--- start of Data in this exercise ---

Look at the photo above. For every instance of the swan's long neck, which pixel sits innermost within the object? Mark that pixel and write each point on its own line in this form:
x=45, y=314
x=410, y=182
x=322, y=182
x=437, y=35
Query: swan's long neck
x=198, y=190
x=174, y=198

--- end of Data in this exercise ---

● **Job**
Reproduce every one of the rows above verbatim, without altering any character.

● **Result**
Look at the photo above. For every instance of the swan's long neck, which pixel sits innermost within the object? Mark that pixel and write each point on its own line in this form:
x=45, y=314
x=410, y=182
x=322, y=182
x=437, y=35
Query: swan's long neck
x=198, y=190
x=174, y=198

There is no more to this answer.